**The task**
Only lines containing the word "worker" belong in the answer; copy each one from the records.

*** Opening Available records ***

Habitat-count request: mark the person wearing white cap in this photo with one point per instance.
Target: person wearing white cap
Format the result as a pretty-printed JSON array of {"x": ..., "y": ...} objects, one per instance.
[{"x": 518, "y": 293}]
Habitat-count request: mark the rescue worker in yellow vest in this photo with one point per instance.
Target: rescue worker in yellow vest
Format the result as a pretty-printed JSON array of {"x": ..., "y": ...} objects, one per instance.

*** Closing Available records ***

**Written answer**
Habitat-count request: mark the rescue worker in yellow vest in this photo with one point per instance.
Target: rescue worker in yellow vest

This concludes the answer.